→ Task to complete:
In the material below, find each line that contains the word "stone" and copy it.

=== Begin Enclosure ===

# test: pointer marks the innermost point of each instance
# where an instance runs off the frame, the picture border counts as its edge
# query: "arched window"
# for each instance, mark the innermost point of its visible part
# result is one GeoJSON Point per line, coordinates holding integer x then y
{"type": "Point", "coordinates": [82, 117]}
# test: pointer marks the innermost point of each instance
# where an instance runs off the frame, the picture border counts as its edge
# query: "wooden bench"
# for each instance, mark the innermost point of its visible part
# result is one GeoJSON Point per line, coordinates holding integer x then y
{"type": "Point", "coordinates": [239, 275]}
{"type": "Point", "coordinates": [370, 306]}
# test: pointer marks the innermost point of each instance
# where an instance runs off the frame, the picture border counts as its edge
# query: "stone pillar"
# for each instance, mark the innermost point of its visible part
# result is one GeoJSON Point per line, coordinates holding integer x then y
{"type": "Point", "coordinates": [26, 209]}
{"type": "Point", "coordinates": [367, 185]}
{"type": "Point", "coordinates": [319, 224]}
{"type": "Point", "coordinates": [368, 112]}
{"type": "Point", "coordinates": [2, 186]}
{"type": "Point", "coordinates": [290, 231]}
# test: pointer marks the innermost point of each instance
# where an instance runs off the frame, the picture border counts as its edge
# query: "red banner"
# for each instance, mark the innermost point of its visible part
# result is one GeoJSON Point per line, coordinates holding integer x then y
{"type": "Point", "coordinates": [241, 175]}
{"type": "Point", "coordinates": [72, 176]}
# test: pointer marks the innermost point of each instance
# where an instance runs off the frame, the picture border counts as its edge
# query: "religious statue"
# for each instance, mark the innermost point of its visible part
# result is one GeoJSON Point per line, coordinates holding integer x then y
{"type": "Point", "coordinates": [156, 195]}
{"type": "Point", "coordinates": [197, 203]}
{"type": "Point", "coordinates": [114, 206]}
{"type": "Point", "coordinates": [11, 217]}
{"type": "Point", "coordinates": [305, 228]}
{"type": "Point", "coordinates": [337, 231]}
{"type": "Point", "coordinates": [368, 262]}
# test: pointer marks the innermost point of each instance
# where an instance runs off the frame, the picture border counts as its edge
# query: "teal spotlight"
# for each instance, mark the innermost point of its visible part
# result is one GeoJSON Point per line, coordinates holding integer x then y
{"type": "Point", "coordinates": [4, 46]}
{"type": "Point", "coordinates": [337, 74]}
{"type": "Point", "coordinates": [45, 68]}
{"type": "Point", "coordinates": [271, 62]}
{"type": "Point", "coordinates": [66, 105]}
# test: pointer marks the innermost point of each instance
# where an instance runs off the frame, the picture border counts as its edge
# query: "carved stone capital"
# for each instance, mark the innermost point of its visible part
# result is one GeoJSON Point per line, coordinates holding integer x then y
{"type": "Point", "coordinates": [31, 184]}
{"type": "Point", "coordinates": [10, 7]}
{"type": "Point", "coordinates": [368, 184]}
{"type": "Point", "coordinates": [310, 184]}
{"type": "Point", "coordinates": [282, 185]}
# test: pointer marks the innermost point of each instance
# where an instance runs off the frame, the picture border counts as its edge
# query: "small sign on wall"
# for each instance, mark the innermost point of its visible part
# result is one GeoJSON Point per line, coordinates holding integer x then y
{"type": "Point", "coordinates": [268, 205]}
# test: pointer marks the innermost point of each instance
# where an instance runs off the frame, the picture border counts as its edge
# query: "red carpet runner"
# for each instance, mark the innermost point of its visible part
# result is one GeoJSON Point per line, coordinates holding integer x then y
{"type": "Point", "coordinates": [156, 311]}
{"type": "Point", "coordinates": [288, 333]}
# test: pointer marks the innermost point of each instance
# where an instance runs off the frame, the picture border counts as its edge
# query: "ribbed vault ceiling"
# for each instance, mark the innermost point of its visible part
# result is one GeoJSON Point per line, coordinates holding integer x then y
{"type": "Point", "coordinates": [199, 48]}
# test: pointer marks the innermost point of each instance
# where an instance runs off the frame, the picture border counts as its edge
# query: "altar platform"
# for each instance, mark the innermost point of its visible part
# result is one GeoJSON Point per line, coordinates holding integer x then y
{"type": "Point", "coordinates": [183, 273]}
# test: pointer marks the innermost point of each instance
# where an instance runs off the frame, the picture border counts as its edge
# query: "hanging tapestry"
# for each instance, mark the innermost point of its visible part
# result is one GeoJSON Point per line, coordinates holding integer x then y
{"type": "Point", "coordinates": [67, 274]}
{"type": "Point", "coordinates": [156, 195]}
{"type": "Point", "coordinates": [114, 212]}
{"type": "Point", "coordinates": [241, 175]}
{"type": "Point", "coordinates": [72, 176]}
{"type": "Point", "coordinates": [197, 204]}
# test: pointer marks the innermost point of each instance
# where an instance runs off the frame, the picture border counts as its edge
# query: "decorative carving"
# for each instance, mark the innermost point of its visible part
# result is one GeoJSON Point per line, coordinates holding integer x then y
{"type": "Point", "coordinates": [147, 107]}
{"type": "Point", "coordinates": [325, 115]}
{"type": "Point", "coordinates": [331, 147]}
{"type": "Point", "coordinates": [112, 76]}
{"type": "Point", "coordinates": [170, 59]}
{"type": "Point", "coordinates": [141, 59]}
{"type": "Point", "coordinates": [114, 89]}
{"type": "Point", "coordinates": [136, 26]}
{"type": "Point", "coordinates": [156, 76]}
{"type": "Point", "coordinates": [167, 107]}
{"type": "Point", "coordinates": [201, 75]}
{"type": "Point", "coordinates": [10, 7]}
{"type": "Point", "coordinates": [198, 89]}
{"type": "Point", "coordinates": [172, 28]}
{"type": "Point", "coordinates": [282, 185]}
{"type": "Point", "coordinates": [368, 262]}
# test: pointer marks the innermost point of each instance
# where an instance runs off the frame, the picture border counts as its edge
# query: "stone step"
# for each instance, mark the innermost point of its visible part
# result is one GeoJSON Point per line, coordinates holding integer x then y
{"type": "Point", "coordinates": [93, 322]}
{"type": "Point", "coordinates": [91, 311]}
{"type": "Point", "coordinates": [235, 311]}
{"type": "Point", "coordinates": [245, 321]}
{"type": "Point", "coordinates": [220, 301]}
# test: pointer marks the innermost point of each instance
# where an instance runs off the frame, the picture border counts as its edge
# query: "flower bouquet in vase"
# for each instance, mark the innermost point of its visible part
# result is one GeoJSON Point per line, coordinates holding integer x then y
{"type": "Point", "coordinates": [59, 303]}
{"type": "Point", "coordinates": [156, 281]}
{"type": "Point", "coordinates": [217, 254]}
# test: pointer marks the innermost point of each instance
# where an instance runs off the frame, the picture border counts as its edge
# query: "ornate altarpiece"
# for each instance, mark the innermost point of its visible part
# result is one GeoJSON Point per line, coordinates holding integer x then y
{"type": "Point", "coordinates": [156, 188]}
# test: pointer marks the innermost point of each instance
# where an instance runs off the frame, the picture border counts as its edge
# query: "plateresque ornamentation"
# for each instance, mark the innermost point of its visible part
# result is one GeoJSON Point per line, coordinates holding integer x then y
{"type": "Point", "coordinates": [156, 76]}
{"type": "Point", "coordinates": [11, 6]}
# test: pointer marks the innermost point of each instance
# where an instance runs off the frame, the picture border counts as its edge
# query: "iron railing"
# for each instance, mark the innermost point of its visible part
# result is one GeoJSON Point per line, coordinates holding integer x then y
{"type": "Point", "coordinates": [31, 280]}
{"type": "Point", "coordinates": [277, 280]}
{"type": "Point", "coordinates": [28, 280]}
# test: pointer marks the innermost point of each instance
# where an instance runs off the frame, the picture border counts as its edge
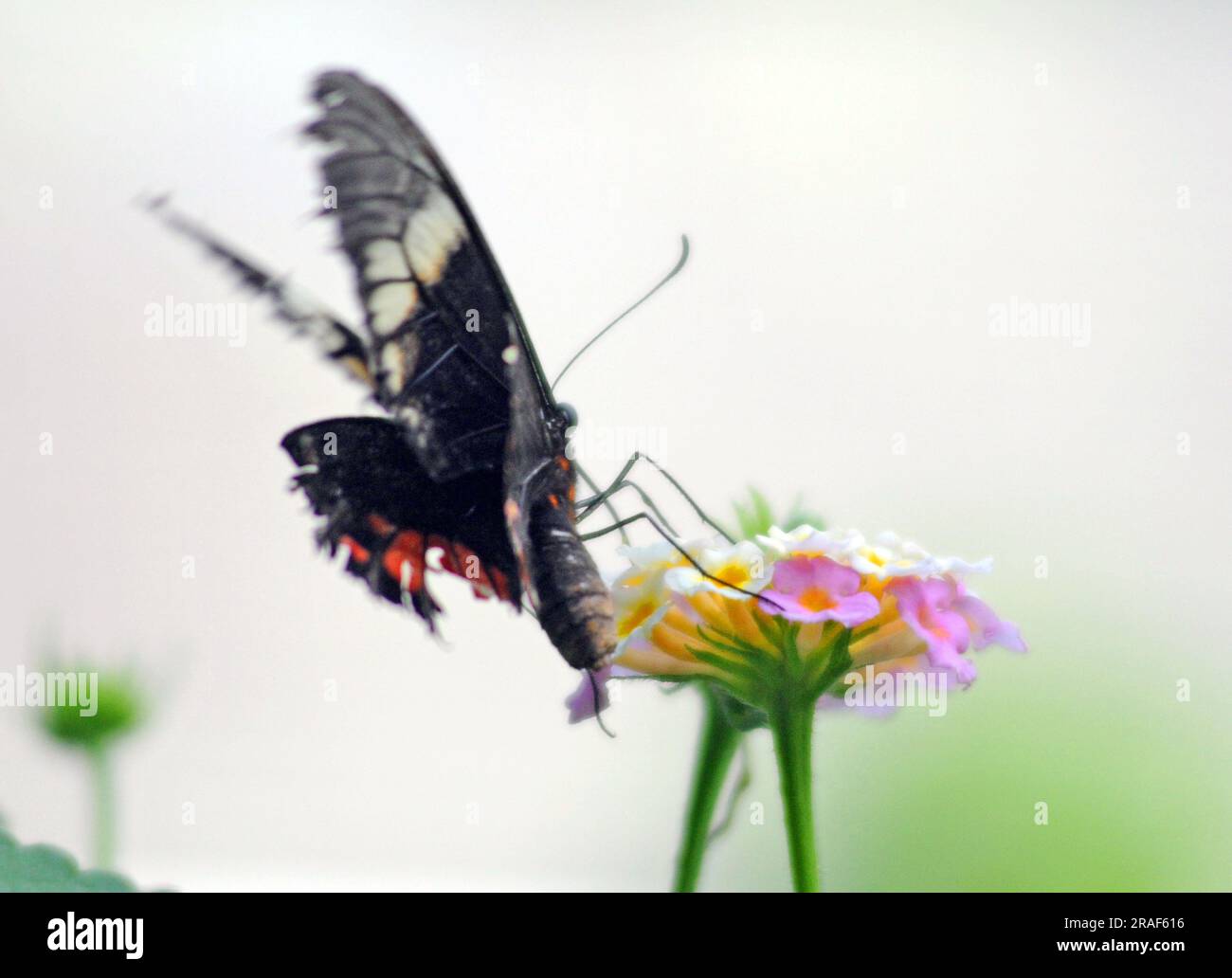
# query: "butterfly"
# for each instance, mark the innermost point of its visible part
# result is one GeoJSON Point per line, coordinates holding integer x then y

=== End Enclosure ===

→ Response for this exercise:
# query: "stone pillar"
# query: "carved stone capital"
# query: "stone step"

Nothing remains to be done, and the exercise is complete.